● SOURCE:
Based on an anthropological study in organisations I will examine how organisational culture shapes employees’ everyday mobility practices and how co-created interventions could contribute to plural mobility futures beyond polarised narratives of sustainability.

Paper long abstract

Contemporary debates on sustainable mobility are increasingly shaped by polarised imaginaries, ranging from technological optimism versus societal collapse and individual responsibility versus structural constraint to the antagonistic framing of car drivers versus cyclists. These oppositions often render mobility futures as either inevitable or unattainable, limiting the space for meaningful intervention.

Drawing on an ongoing doctoral research project, I will present findings from an anthropological study conducted in organisations in Tartu, Estonia. Using participant observation, in-depth interviews, and co-creational approach, the research examines how sustainability is perceived and embedded in daily life and how contextual factors (organisational culture, leadership practices, work arrangements, social relationships, but also work conditions and infrastructure) shape employees’ mobility practices. I approach mobility as culturally embedded and socially negotiated practice.

● OBJECTIVES:
1. Translate this sentence from the mobility abstract into Spanish: "I approach mobility as culturally embedded and socially negotiated practice."
2. Name every contextual factor that the mobility abstract says shapes employees' mobility practices.
3. Echo the mobility abstract word for word, starting at the words "Based on an" and stopping after "narratives of sustainability.".

● DATA EXTRACT:

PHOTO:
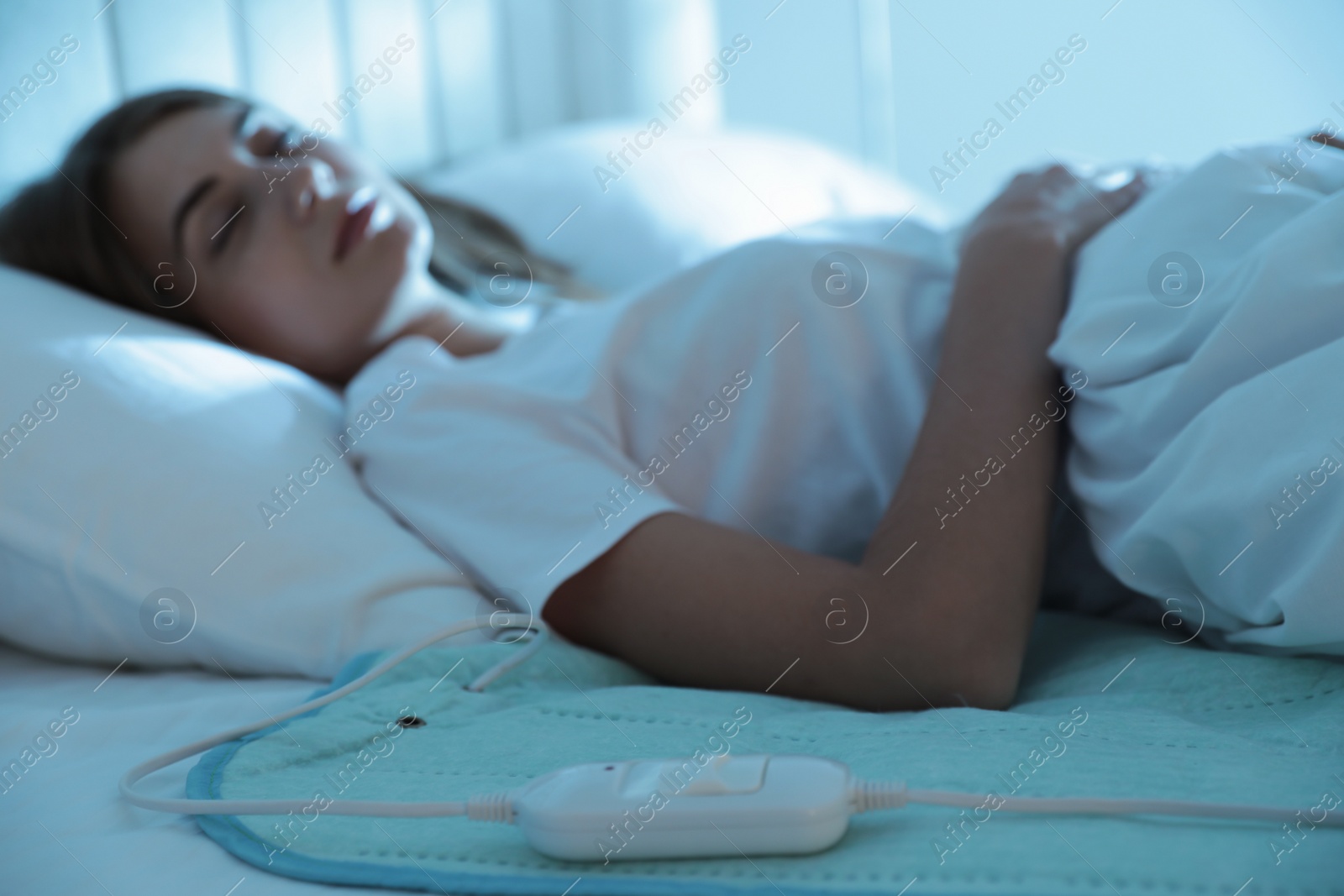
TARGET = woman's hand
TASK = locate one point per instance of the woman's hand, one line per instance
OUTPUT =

● SOLUTION SET:
1. Abordo la movilidad como una práctica culturalmente arraigada y socialmente negociada.

2.
- organisational culture
- leadership practices
- work arrangements
- social relationships
- work conditions
- infrastructure

3.
Based on an anthropological study in organisations I will examine how organisational culture shapes employees’ everyday mobility practices and how co-created interventions could contribute to plural mobility futures beyond polarised narratives of sustainability.